### Exercise details
Filter the entries below by copying out each line that contains the string "back". Case counts.

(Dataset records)

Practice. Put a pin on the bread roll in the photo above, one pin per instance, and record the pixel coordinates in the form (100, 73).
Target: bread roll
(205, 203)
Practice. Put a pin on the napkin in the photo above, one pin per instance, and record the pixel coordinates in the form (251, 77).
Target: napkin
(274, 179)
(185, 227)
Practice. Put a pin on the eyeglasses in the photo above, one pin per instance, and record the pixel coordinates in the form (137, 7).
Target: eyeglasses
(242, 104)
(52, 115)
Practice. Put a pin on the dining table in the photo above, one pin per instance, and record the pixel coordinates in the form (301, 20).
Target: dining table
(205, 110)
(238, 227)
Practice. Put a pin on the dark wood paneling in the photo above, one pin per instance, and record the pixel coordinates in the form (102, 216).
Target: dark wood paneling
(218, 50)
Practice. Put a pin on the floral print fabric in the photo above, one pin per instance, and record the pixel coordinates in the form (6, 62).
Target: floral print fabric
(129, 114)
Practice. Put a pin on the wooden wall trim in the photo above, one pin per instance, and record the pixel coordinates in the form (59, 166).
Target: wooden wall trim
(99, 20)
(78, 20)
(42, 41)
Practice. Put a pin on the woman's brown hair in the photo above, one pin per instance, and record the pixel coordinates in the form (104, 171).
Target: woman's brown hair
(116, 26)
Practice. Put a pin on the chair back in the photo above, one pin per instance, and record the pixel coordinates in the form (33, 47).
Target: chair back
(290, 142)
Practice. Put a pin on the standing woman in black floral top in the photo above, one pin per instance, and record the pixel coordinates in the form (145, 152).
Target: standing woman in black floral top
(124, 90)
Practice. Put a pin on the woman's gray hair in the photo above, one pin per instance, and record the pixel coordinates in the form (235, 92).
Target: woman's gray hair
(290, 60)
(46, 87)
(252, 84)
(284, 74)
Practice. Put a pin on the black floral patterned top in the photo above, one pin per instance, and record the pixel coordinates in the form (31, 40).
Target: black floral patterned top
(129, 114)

* * *

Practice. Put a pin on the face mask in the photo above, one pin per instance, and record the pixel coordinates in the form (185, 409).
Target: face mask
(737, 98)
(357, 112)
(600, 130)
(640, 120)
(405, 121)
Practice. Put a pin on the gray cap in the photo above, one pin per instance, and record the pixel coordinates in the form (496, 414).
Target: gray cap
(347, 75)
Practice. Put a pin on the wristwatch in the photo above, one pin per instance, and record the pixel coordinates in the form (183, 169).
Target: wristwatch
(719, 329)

### Solution
Practice. Put a pin on the chair back in the photo above, one pin per instance, and record the pixel coordinates in the form (33, 47).
Target: chair back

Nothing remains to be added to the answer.